╭─ Records provided

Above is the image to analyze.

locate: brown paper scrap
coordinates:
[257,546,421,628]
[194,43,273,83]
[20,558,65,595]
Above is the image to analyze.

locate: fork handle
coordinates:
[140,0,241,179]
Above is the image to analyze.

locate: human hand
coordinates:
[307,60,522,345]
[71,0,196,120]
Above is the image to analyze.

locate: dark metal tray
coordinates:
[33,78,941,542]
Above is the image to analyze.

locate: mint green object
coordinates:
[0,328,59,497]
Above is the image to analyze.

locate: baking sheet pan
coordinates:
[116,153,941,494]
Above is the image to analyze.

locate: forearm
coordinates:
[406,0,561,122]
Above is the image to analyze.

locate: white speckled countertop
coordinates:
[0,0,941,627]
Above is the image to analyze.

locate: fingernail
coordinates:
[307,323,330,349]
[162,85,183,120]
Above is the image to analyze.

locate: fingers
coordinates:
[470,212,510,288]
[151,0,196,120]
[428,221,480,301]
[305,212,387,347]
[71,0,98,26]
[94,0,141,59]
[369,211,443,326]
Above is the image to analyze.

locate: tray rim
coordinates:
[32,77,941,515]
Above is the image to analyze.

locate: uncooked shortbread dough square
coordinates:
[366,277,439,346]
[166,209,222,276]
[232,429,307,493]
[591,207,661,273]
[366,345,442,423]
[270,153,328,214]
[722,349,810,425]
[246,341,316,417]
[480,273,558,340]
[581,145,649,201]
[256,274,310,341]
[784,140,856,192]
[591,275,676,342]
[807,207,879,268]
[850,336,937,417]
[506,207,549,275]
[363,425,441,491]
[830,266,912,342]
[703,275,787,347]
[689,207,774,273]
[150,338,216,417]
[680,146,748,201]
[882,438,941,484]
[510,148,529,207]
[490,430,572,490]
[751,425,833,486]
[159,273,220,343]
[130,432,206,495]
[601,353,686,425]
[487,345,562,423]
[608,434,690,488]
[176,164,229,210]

╰─

What you should do.
Turn the entries above into a numbered list, from their first line down to and including the line containing "[0,328,59,497]", leaving out blank lines.

Answer in full.
1. Above is the image to analyze.
2. locate: brown paper scrap
3. coordinates:
4. [257,546,421,628]
5. [194,43,273,83]
6. [20,558,65,595]
7. Above is the image to analyze.
8. locate: fork handle
9. coordinates:
10. [140,0,241,179]
11. Above is the image to analyze.
12. locate: human hand
13. coordinates:
14. [307,60,522,345]
15. [71,0,196,120]
16. Above is the image to analyze.
17. locate: dark metal tray
18. coordinates:
19. [33,78,941,542]
20. Above is the image to analyze.
21. locate: mint green object
22. coordinates:
23. [0,328,59,497]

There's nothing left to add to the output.